Logotype for Ligand Pharmaceuticals Incorporated

Ligand Pharmaceuticals (LGND) M&A announcement summary

Event summary combining transcript, slides, and related documents.

Logotype for Ligand Pharmaceuticals Incorporated

M&A announcement summary

27 Apr, 2026

Deal rationale and strategic fit

  • Acquisition expands the royalty portfolio to over 200 assets, including seven commercial royalties and more than 100 development-stage programs, nearly doubling Phase 2 and 3 assets.

  • Diversifies portfolio across development stages, therapeutic areas, and modalities, enhancing long-term growth and reducing reliance on single assets.

  • Strengthens position as a leading biopharma royalty aggregator, supporting broader patient access and creating operating and financial synergies.

  • Complements existing business model with a footprint in earlier-stage assets and aligns with ongoing investment strategy.

  • Leverages XOMA's portfolio inflection point and robust pipeline for sustained growth.

Financial terms and conditions

  • Purchase price is $39 per share in cash, totaling approximately $739 million, representing a 14% premium to XOMA's 30-day VWAP.

  • Includes a non-transferable CVR per share, entitling holders to 75% of net proceeds from specific pending litigation.

Records drawn from a dataset:
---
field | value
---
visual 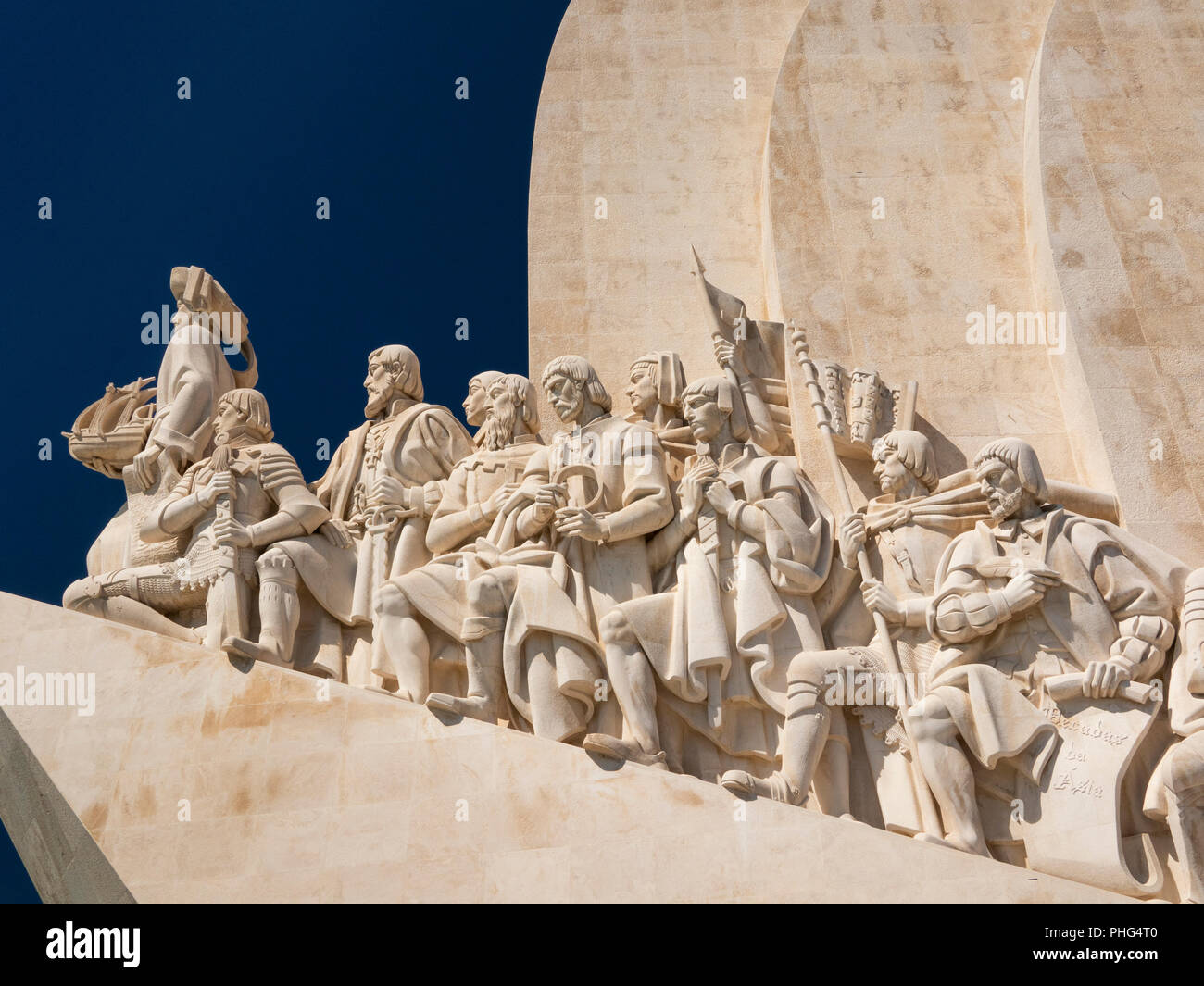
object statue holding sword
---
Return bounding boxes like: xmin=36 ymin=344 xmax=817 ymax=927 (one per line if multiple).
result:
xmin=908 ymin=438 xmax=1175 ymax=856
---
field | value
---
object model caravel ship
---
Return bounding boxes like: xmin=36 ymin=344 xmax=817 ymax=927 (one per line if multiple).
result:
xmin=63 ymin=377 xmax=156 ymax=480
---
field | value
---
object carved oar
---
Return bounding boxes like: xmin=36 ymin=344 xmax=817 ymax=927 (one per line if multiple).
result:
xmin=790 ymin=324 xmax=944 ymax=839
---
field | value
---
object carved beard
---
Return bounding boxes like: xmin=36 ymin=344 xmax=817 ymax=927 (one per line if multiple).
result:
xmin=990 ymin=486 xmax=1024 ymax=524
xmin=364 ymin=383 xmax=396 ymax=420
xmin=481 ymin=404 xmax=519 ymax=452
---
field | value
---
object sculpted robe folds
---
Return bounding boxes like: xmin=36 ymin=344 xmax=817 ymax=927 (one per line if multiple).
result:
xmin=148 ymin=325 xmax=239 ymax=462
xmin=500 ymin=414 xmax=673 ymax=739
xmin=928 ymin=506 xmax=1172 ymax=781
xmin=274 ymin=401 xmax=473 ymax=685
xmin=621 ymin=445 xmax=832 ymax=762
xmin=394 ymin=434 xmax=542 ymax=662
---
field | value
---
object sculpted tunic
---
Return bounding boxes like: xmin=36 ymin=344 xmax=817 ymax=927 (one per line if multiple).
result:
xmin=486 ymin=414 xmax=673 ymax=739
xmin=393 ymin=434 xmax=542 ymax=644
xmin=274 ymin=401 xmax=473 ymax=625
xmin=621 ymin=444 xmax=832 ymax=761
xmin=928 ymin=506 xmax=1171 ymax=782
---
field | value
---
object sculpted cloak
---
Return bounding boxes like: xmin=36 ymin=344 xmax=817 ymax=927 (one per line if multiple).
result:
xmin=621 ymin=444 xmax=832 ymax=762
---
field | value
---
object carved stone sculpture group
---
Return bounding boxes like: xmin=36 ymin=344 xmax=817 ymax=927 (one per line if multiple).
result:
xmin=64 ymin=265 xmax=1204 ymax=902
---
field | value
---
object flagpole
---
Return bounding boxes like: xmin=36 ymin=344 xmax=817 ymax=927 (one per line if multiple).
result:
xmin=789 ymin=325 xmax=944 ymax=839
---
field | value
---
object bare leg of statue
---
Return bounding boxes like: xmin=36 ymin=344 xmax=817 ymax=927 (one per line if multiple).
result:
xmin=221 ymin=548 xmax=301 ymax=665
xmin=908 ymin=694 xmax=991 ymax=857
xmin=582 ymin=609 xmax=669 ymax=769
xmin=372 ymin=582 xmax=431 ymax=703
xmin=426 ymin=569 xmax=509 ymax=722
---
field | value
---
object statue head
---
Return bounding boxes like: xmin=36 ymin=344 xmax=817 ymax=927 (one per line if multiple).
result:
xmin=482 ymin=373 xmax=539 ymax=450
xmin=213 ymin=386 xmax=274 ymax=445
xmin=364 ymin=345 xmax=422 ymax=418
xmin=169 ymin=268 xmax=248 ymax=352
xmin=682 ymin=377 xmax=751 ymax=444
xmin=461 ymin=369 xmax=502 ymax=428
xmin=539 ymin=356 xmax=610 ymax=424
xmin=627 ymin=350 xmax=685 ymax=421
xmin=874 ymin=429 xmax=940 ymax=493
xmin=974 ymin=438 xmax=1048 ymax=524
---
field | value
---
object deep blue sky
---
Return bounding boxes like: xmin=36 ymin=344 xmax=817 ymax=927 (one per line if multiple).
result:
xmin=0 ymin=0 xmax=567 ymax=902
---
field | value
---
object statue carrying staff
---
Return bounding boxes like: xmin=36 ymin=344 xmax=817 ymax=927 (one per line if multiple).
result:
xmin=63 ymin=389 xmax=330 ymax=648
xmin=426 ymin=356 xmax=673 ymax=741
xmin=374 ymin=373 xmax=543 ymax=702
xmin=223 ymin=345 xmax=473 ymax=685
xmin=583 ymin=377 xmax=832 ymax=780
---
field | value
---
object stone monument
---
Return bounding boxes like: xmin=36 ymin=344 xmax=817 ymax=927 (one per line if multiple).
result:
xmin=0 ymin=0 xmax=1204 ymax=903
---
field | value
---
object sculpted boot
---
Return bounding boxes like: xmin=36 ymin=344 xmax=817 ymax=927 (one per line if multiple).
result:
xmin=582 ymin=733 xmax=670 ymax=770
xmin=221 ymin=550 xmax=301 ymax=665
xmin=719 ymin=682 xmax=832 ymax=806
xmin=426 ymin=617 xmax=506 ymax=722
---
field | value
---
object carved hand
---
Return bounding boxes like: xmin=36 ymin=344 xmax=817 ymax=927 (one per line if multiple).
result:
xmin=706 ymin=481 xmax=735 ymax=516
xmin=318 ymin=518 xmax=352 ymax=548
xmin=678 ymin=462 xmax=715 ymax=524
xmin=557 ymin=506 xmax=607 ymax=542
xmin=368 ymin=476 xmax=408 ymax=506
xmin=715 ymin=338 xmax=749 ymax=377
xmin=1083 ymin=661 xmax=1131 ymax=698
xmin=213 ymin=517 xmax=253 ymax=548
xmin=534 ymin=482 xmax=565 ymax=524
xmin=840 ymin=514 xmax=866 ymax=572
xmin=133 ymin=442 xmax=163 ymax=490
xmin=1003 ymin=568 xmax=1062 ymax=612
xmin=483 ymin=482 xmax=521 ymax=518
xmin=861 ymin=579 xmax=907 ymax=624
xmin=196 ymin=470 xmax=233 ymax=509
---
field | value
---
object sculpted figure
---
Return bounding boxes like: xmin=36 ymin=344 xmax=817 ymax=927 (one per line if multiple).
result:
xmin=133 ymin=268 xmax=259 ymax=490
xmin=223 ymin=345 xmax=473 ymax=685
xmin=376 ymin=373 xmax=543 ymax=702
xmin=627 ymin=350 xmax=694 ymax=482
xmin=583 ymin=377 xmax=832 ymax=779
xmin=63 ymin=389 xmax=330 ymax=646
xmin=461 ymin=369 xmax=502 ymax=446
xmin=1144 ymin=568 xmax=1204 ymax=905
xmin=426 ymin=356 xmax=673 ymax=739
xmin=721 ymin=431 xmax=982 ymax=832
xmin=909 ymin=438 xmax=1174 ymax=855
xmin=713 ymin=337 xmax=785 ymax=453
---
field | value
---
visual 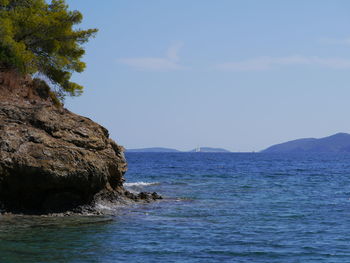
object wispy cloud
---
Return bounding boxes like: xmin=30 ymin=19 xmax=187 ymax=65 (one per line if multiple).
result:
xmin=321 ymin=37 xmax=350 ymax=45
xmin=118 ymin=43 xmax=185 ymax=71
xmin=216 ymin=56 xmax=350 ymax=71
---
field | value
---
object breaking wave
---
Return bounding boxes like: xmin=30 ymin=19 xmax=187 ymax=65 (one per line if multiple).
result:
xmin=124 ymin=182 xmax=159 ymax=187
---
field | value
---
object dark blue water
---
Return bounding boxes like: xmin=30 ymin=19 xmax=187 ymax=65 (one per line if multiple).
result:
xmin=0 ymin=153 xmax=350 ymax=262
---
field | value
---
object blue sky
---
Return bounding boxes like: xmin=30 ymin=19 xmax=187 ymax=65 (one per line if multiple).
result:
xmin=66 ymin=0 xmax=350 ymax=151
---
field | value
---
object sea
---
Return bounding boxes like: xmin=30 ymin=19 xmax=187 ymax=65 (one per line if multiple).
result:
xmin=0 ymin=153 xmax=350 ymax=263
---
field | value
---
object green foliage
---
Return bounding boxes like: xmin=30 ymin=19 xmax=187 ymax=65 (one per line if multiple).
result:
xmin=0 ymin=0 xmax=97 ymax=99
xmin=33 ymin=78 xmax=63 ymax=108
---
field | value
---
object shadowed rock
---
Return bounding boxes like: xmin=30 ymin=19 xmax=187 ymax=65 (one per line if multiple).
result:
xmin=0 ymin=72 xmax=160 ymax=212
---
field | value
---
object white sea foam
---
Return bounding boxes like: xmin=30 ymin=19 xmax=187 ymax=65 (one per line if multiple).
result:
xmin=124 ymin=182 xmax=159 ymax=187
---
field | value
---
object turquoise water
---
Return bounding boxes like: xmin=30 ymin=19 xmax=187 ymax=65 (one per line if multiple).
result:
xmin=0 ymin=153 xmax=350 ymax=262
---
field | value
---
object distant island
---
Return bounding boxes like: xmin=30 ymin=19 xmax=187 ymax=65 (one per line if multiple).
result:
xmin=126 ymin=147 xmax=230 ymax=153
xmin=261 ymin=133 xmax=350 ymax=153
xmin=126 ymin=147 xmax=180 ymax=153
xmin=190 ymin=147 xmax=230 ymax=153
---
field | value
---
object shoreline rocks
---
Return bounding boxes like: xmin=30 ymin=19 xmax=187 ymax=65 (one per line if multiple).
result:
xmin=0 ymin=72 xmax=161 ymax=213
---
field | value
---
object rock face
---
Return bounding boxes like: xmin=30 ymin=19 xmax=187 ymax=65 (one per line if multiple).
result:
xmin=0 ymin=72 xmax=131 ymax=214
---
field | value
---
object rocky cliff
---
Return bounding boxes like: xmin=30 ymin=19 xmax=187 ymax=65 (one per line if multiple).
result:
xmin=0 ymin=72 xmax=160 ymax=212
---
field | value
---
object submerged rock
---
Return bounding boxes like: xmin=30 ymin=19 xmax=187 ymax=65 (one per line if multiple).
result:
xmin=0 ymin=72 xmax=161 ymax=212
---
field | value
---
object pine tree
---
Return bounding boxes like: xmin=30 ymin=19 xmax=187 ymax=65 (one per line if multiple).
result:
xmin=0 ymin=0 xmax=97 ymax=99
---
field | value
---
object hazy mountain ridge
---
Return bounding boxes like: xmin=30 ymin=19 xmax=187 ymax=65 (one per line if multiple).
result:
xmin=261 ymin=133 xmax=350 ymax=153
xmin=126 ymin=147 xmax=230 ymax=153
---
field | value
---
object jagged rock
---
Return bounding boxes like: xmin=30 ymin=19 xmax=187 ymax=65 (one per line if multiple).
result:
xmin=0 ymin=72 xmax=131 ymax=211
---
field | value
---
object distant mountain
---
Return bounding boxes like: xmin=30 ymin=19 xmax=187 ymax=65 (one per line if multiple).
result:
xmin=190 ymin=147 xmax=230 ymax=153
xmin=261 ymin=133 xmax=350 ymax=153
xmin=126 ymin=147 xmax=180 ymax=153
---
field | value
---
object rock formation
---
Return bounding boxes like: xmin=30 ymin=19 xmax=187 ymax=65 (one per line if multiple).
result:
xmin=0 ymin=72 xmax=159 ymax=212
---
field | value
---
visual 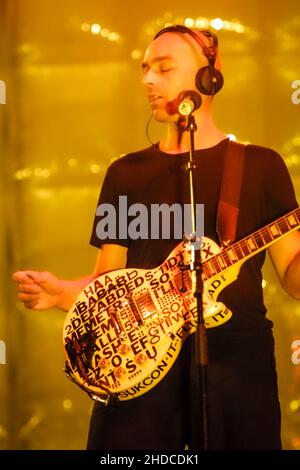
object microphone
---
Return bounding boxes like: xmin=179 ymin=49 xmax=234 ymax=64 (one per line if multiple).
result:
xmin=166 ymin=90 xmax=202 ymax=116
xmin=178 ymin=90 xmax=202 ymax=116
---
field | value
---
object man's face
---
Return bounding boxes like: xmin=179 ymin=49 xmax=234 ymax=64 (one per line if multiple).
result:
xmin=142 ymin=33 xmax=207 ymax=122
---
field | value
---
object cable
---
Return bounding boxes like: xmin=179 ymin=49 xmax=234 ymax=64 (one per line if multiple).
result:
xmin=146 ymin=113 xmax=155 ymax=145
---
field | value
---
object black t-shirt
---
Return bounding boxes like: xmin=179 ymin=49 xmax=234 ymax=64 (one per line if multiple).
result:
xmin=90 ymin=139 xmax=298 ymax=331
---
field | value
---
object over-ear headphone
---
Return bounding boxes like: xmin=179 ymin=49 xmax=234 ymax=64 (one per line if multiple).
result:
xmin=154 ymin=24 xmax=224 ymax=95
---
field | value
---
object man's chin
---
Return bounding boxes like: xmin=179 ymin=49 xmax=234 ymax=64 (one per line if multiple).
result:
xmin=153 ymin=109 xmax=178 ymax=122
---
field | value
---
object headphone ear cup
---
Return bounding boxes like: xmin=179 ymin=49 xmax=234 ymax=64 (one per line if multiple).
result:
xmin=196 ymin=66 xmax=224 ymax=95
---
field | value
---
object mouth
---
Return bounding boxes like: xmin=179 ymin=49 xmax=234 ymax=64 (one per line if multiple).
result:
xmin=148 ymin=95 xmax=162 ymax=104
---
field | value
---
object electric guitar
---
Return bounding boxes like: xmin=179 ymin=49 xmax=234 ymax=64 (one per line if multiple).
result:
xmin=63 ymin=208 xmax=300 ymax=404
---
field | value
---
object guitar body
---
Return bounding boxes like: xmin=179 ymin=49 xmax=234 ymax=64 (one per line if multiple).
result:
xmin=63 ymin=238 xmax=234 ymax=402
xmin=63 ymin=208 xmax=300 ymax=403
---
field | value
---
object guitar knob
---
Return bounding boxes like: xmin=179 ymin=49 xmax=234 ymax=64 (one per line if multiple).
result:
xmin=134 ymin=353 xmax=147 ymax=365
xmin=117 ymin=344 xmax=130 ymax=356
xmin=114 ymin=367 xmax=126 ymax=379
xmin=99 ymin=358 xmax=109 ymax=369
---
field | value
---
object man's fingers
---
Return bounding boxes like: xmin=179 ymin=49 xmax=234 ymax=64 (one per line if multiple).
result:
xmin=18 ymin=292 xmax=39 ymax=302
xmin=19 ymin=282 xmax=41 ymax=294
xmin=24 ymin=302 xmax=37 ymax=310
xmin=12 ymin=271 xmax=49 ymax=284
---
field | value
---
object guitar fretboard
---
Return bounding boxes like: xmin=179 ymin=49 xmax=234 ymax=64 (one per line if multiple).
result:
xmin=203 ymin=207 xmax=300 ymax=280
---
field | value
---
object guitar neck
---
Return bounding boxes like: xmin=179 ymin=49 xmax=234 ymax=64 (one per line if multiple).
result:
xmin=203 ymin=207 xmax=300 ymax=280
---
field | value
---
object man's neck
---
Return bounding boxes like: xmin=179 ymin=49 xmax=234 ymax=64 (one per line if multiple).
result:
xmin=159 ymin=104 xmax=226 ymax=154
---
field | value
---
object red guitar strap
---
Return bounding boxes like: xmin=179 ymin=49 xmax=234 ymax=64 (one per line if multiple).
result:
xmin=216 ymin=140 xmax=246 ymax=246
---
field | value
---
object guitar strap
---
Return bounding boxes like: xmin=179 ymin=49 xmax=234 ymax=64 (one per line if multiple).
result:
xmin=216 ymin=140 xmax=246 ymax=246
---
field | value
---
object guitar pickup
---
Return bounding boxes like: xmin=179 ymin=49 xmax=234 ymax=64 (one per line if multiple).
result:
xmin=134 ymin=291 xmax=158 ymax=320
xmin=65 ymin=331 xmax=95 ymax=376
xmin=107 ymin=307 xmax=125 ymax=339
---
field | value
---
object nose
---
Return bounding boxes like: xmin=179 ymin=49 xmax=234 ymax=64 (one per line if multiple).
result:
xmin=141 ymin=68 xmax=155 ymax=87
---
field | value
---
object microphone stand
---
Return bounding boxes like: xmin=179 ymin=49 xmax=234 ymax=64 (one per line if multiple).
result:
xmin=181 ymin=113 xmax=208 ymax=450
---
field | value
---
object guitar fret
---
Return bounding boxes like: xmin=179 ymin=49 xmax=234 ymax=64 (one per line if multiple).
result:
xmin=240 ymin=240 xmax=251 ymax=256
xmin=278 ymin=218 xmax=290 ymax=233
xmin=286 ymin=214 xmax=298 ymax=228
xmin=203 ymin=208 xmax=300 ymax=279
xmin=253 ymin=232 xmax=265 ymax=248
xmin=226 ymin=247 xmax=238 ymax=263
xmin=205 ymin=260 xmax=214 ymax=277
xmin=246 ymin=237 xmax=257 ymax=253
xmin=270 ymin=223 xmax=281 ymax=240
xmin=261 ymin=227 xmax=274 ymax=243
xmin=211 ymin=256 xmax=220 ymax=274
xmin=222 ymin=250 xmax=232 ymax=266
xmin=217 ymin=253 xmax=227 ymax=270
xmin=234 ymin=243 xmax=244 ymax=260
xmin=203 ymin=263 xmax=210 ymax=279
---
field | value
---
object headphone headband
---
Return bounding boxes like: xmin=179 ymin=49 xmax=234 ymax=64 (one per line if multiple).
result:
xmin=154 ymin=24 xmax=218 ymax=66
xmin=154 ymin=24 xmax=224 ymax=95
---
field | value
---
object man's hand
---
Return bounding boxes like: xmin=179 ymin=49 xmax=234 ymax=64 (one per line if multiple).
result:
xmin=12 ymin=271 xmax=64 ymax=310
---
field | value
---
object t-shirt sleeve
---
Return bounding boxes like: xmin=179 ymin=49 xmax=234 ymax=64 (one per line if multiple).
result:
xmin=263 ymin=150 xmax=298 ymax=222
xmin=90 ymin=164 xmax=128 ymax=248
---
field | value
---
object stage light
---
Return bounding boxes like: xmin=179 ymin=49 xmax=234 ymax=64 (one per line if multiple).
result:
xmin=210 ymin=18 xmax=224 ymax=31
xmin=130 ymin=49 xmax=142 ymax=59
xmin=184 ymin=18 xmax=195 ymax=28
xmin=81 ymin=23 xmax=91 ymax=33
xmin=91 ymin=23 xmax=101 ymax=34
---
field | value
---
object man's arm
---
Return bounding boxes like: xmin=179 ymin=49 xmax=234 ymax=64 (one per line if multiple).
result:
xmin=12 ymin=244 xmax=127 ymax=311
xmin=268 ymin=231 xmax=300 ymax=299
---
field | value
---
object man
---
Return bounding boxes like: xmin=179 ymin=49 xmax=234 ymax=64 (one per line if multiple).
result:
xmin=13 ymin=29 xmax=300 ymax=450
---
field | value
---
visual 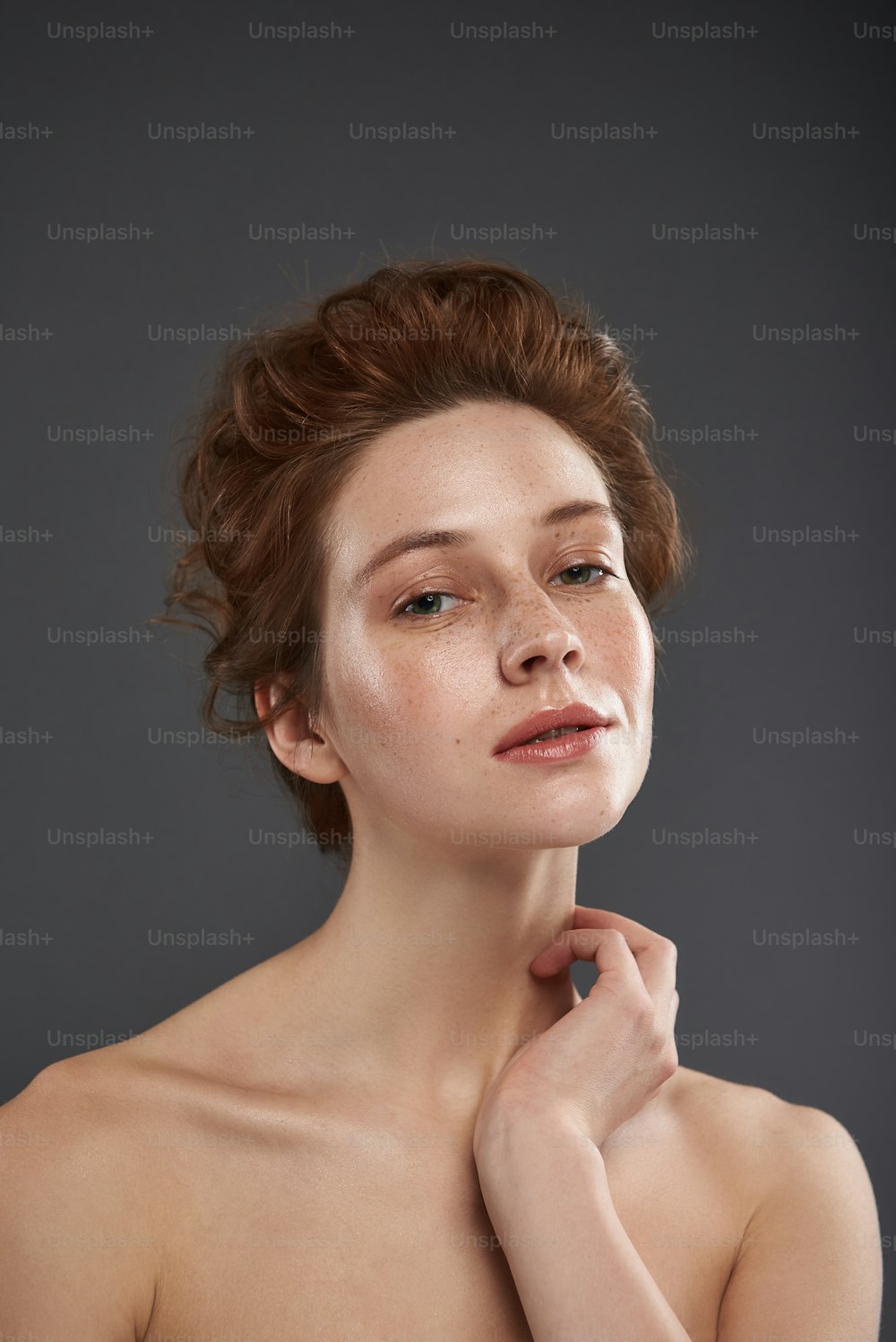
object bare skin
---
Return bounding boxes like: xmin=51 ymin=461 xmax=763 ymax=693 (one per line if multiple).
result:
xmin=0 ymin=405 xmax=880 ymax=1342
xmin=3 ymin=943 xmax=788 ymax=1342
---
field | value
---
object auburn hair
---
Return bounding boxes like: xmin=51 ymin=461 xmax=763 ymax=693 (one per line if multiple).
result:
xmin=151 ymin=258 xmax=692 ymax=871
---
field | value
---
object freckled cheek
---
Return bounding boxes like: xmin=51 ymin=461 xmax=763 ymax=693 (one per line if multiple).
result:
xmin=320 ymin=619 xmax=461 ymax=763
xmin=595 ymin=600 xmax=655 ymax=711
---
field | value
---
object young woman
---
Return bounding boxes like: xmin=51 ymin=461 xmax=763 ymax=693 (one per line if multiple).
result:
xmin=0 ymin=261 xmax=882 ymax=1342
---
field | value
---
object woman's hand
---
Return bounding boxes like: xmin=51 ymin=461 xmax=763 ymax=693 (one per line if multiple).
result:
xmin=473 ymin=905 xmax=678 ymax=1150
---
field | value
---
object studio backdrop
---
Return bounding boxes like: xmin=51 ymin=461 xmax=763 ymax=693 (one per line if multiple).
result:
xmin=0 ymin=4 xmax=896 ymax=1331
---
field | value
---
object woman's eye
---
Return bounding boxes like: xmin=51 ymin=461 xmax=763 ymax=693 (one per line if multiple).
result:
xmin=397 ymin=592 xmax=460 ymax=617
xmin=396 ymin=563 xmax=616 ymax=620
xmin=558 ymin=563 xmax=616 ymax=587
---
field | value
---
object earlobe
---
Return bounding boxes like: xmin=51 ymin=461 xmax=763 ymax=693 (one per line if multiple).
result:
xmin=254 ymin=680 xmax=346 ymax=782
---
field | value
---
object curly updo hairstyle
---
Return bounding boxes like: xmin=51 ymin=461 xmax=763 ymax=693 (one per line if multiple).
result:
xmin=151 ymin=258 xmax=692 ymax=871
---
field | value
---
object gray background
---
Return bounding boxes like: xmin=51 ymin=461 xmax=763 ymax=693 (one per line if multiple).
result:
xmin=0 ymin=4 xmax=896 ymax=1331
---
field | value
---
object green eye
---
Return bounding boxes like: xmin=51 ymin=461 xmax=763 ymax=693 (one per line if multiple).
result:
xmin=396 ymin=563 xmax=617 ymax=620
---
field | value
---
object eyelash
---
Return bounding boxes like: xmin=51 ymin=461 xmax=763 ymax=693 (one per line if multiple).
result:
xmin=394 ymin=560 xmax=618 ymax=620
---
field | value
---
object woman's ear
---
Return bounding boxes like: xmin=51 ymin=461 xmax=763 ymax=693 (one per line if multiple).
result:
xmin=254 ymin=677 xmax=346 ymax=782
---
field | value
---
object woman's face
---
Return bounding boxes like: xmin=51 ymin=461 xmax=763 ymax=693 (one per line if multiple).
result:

Questions on the material:
(A) Decide whether each statement agrees with the Ligand acquisition summary: (i) the purchase price is $39 per share in cash; (ii) the CVR entitles holders to 50% of net proceeds from pending litigation; (iii) the acquisition brings the royalty portfolio to over 200 assets. For each, answer yes or no and quote the words of the summary that decide it.
(B) Reproduce the part of the Ligand acquisition summary starting at "Event summary combining" and ending at "on single assets.".

Outputs by task:
(A)
(i) Yes: "Purchase price is $39 per share in cash"
(ii) No: "entitling holders to 75% of net proceeds from specific pending litigation"
(iii) Yes: "Acquisition expands the royalty portfolio to over 200 assets"

(B)
Event summary combining transcript, slides, and related documents.

Logotype for Ligand Pharmaceuticals Incorporated

M&A announcement summary

27 Apr, 2026

Deal rationale and strategic fit

  • Acquisition expands the royalty portfolio to over 200 assets, including seven commercial royalties and more than 100 development-stage programs, nearly doubling Phase 2 and 3 assets.

  • Diversifies portfolio across development stages, therapeutic areas, and modalities, enhancing long-term growth and reducing reliance on single assets.